练习任务:
**1)** 在这篇 ABC390C 题解的代码中，常量 N 的值是多少？
**2)** 请接着这篇 ABC390C 题解的代码往下写，从最后一行之后开始。

正文:
__________________________________________________
题解：AT_abc390_c [ABC390C] Paint to make a rectangle

#include <bits/stdc++.h>
#define ft first
#define sd second
#define endl '\n'
#define pb push_back
#define md make_pair
#define gc() getchar()
#define pc(ch) putchar(ch)
#define umap unordered_map
#define pque priority_queue
using namespace std;
typedef double db;
typedef long long ll;
typedef unsigned long long ull;
typedef __int128 bint;
typedef pair<int, int> pii;
typedef pair<pii, int> pi1;
typedef pair<pii, pii> pi2;
const ll INF = 0x3f3f3f3f;
inline ll read()
{
	ll res = 0, f = 1;
	char ch = gc();
	while (ch < '0' || ch > '9') f = (ch == '-' ? -1 : f), ch = gc();
	while (ch >= '0' && ch <= '9') res = (res << 1) + (res << 3) + (ch ^ 48), ch = gc();
	return res * f;
}
inline void write(ll x)
{
	if (x < 0) x = -x, pc('-');
	if (x > 9) write(x / 10);
	pc(x % 10 + '0');
}
inline void writech(ll x, char ch) { write(x), pc(ch); }
const int N = 1e3 + 5;
char ch[N][N];
int main()
__________________________________________________
所给数据:
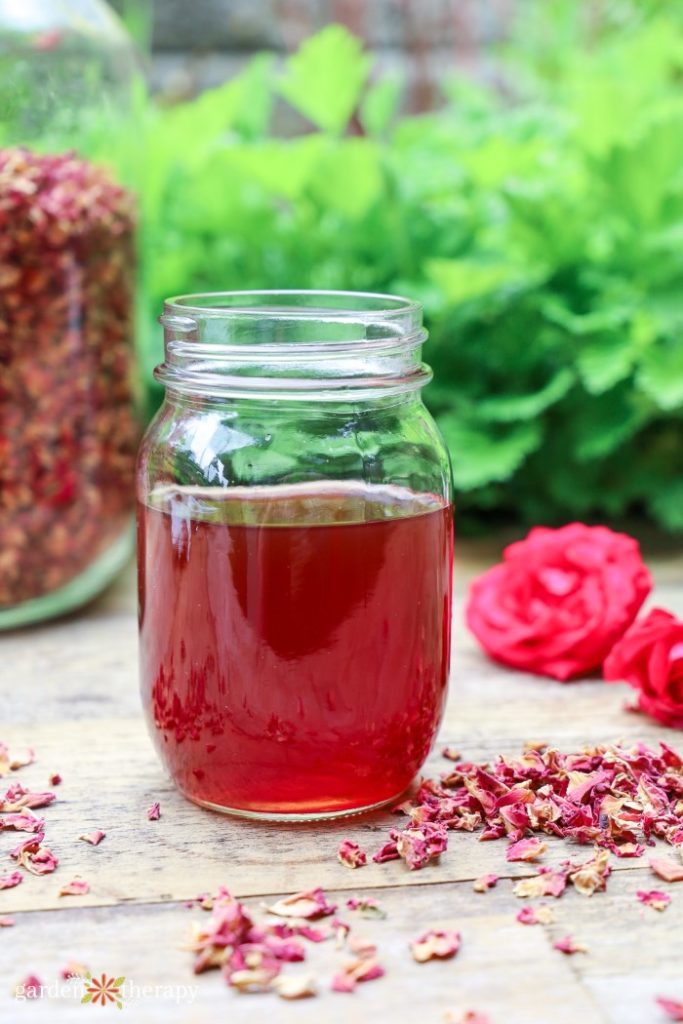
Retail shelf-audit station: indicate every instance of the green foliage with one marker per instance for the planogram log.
__________________________________________________
各题答案:
**1)** N 的值是 1e3 + 5。

**2)**
{
	int n = read(), m = read();
	for (int i = 1; i <= n; i++)
		for (int j = 1; j <= m; j++)
			cin >> ch[i][j];
	int x1, y1, x2, y2; x1 = y1 = INF, x2 = y2 = 0; // 求行列的最大值和最小值
	for (int i = 1; i <= n; i++)
		for (int j = 1; j <= m; j++)
		{
			if (ch[i][j] == '#')
			{
				x1 = min(x1, i), y1 = min(y1, j);
				x2 = max(x2, i), y2 = max(y2, j);
			}
		}
	for (int i = x1; i <= x2; i++)
		for (int j = y1; j <= y2; j++)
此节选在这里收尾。